* _EXERCISE AIM_
Each of the entries should be output exactly, with nothing left out.

+++

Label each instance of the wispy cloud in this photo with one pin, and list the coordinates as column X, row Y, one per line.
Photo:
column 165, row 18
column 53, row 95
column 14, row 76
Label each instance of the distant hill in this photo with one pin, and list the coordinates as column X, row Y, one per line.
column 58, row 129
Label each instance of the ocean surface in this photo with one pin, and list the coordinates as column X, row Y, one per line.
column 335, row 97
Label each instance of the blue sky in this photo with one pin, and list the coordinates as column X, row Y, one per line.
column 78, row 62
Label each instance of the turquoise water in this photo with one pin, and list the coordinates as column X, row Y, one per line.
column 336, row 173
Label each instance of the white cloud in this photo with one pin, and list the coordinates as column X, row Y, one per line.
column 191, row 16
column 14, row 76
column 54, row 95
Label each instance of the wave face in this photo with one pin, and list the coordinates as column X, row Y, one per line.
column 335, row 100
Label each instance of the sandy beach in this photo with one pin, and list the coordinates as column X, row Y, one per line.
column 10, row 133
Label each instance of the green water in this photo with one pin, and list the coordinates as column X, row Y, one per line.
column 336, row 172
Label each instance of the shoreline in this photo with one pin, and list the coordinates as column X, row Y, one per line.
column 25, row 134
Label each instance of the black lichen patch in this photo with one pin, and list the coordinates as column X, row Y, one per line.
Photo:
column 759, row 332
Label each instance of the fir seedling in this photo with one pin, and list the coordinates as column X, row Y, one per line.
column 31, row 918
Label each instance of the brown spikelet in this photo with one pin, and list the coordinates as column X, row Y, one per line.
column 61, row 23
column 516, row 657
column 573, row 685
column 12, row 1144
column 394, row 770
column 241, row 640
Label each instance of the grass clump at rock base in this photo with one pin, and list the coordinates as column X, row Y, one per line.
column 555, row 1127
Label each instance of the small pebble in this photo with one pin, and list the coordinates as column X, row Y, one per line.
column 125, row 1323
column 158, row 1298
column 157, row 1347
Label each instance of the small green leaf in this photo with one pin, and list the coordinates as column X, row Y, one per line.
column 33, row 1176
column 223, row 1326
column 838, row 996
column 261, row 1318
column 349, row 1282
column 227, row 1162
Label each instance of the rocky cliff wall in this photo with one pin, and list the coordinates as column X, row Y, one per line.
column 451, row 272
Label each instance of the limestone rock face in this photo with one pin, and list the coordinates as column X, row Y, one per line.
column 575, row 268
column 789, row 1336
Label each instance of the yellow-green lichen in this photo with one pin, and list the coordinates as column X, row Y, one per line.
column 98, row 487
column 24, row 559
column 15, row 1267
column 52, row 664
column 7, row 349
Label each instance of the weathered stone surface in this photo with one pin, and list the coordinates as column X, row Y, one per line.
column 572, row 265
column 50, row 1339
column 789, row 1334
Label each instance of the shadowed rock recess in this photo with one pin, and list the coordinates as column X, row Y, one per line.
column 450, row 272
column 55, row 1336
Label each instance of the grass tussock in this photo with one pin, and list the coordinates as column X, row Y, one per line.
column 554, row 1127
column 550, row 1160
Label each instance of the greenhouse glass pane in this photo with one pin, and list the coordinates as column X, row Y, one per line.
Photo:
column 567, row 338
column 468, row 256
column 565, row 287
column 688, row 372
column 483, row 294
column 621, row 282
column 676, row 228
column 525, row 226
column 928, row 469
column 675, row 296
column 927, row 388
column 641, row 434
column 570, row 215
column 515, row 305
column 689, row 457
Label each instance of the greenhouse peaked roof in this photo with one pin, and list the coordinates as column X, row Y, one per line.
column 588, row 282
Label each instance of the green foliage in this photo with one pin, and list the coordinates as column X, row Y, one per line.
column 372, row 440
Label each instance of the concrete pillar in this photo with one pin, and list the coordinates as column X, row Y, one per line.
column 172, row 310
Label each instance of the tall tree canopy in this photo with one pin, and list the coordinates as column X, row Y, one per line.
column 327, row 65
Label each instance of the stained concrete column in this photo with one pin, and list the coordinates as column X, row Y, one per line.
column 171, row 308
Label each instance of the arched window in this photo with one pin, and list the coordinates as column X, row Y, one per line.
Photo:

+++

* _ANSWER TO THIS EXERCISE_
Label each instance of the wispy cloud in this photo with one pin, and list the coordinates as column X, row Y, one per line.
Photo:
column 165, row 18
column 53, row 95
column 14, row 76
Label each instance of the distant hill in this photo with one pin, and list the coordinates as column X, row Y, one per line.
column 58, row 129
Label each instance of the ocean surface in this photo with one pin, and list the coordinates as column X, row Y, one per line.
column 335, row 97
Label each instance of the blue sky in this photo with one pin, and list the coordinates as column X, row Y, one per line.
column 78, row 62
Label each instance of the turquoise water in this photo with one pin, and list the coordinates as column X, row Y, one per line.
column 336, row 173
Label each instance of the white cloud in this photo with one pin, and list the coordinates as column X, row Y, one per line.
column 191, row 16
column 14, row 76
column 54, row 95
Label each instance of the wave face in this photo with one pin, and list the coordinates as column X, row Y, one per line.
column 335, row 100
Label each instance of the sandy beach in this photo with one pin, and list the coordinates as column X, row Y, one per line.
column 10, row 133
Label each instance of the green water in this photo with one pin, and list the coordinates as column X, row Y, one per line.
column 336, row 172
Label each instance of the shoreline in this photo with one pin, and list the coordinates as column X, row Y, one per line.
column 25, row 134
Label each instance of the black lichen patch in this photo with one pin, and list the coordinates as column X, row Y, one per line.
Photo:
column 759, row 332
Label each instance of the fir seedling in this photo with one pin, and list the coordinates as column X, row Y, one per line.
column 31, row 918
Label each instance of the brown spikelet in this photo with one pin, and list the coordinates as column X, row Y, one per line.
column 61, row 23
column 516, row 657
column 573, row 685
column 12, row 1144
column 394, row 770
column 241, row 640
Label each instance of the grass clump at rock base in this photo with one pin, and list the coordinates as column X, row Y, one per line.
column 555, row 1127
Label each instance of the small pebble in this photo with one pin, and list the coordinates as column X, row Y, one per line.
column 125, row 1323
column 158, row 1298
column 157, row 1347
Label each instance of the small green leaf in this photo with one pin, and list the coordinates as column X, row Y, one per line.
column 33, row 1176
column 223, row 1326
column 838, row 996
column 261, row 1318
column 349, row 1282
column 227, row 1162
Label each instance of the rocky cliff wall in this photo with one pin, and list the coordinates as column X, row Y, one per line.
column 451, row 272
Label each instance of the limestone rock face in this photo with one pin, and list the coordinates as column X, row Y, one per line.
column 575, row 268
column 789, row 1336
Label each instance of the yellow-green lichen in this photo with one pin, and list the coordinates as column X, row Y, one per line.
column 98, row 487
column 24, row 559
column 15, row 1267
column 52, row 664
column 7, row 349
Label each instance of the weathered stone surface in this photo with one pin, and list the coordinates as column X, row Y, one per line.
column 572, row 265
column 50, row 1339
column 789, row 1334
Label each instance of the shadowed rock recess in this photo with one pin, and list the coordinates as column X, row Y, one per line.
column 450, row 272
column 55, row 1336
Label each instance of the grass tussock in this photo with one pin, and list the coordinates as column X, row Y, one per line.
column 554, row 1127
column 550, row 1160
Label each instance of the greenhouse glass pane in this photo with one pin, and list the coordinates as column X, row Y, one per line.
Photo:
column 567, row 338
column 468, row 256
column 565, row 287
column 688, row 372
column 483, row 294
column 621, row 282
column 676, row 228
column 525, row 226
column 928, row 469
column 675, row 296
column 927, row 388
column 641, row 434
column 570, row 215
column 515, row 305
column 689, row 457
Label each instance of the greenhouse peaked roof in this photo with one pin, and list the coordinates as column X, row Y, one per line.
column 588, row 282
Label each instance of the green foliage in this photo with one pin, and list the coordinates as column X, row Y, one per line.
column 372, row 440
Label each instance of the concrete pillar in this photo with one pin, and list the coordinates as column X, row Y, one per line.
column 172, row 310
Label each instance of the tall tree canopy in this photo with one pin, and list the coordinates as column X, row Y, one per line.
column 327, row 65
Label each instance of the stained concrete column in this photo with one pin, and list the coordinates as column X, row Y, one per line.
column 171, row 308
Label each instance of the arched window in this photo with one pin, and list the coordinates as column X, row Y, one per line.
Photo:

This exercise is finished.